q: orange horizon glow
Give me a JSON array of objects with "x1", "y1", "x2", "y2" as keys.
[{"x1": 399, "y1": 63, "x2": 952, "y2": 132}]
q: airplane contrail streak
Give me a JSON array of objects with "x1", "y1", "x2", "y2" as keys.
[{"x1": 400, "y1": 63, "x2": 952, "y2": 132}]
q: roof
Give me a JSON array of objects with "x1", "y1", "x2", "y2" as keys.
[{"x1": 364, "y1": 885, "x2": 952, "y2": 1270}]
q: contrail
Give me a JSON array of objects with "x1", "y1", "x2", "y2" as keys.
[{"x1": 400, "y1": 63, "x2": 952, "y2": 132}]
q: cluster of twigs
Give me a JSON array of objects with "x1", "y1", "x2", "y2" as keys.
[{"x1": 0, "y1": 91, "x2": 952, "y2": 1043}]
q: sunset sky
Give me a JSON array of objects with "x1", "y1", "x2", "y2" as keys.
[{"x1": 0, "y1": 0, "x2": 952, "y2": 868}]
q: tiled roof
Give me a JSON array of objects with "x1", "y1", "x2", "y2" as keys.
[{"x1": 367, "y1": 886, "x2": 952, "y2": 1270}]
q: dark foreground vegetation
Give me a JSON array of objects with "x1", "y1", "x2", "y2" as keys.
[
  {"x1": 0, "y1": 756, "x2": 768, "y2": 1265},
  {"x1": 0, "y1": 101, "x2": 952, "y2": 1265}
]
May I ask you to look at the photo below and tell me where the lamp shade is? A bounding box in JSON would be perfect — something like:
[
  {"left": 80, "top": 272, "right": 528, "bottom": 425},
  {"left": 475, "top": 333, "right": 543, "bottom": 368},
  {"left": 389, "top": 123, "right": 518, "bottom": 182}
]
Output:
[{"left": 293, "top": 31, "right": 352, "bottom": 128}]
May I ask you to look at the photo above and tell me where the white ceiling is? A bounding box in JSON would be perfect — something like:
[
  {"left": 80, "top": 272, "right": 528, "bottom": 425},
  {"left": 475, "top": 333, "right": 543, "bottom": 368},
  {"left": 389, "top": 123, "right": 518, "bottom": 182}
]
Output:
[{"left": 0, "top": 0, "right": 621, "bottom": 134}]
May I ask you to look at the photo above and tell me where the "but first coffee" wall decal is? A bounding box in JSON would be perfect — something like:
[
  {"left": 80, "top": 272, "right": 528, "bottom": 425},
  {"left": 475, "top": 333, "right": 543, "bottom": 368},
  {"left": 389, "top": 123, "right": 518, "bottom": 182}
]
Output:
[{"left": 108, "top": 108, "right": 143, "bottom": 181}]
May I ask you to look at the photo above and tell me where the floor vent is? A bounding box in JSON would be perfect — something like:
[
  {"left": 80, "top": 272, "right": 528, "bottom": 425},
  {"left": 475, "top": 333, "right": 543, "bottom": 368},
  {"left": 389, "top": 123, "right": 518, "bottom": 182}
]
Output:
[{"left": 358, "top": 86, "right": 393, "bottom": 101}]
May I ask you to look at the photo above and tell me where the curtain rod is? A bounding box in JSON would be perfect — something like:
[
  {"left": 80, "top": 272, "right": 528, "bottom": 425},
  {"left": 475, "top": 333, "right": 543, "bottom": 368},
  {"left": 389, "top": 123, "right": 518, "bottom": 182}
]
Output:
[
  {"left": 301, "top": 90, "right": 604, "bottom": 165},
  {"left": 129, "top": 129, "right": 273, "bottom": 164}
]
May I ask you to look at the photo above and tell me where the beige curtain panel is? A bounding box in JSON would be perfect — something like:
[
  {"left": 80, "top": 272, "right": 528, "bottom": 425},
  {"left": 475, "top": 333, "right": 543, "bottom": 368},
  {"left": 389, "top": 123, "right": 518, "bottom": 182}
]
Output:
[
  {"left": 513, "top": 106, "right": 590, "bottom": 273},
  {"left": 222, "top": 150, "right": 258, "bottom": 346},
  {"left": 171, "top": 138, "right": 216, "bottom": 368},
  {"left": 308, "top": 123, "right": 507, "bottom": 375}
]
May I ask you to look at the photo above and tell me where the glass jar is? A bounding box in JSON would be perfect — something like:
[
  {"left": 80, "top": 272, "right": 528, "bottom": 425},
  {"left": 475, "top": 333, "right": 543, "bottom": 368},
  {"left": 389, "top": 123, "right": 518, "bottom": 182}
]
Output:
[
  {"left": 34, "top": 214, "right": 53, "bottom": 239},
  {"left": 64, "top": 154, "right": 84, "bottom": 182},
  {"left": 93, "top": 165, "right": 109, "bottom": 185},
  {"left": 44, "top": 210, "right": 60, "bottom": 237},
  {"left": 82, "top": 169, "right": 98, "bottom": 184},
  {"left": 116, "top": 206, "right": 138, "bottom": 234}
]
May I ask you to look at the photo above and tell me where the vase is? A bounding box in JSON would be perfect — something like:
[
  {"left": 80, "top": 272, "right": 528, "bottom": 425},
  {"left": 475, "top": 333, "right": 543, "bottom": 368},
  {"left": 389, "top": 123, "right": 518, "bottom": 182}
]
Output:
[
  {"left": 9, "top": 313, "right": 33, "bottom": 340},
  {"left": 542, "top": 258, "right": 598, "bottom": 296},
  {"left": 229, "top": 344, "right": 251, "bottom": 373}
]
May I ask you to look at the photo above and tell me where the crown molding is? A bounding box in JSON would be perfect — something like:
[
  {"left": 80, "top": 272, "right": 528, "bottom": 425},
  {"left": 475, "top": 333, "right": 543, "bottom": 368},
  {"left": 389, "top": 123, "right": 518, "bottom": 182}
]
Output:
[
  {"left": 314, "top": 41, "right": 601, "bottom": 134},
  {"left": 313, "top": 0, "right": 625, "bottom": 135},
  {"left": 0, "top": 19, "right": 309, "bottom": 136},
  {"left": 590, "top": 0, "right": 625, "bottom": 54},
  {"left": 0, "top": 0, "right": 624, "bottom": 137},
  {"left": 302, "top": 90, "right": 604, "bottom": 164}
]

================

### Request:
Pull out each line of the rows above that contains the word "would", and copy every such line in full.

### Answer to the problem:
May I ask you to look at the photo below and tell me where the lamp shade is? A bounding box in JSON would be perfect — something like:
May I ask you to look at the photo above and tell me where the white ceiling is? A bounding box in JSON would be perfect — something like:
May I ask you to look at the photo above and tell me where the "but first coffee" wall decal is? A bounding box in JSON would be perfect — something like:
May I ask you to look at the photo above and tell me where the floor vent is? A bounding box in JSON would be perfect — something like:
May I ask you to look at the photo above and tell me where the curtain rod is? A bounding box in JSON would be perfect — something like:
May I ask you to look at the photo above and tell me where the beige curtain panel is? A bounding box in JSON would be perfect — something like:
May I ask you to look at the photo above and tell me where the glass jar is? A bounding box in JSON would be perfect — something like:
May I ask you to look at the photo above and tell me where the vase is? A bounding box in JSON would be perfect — something like:
May I ask you to look at the photo above and tell me where the crown molding is? A bounding box in JSON would be perfect — something like:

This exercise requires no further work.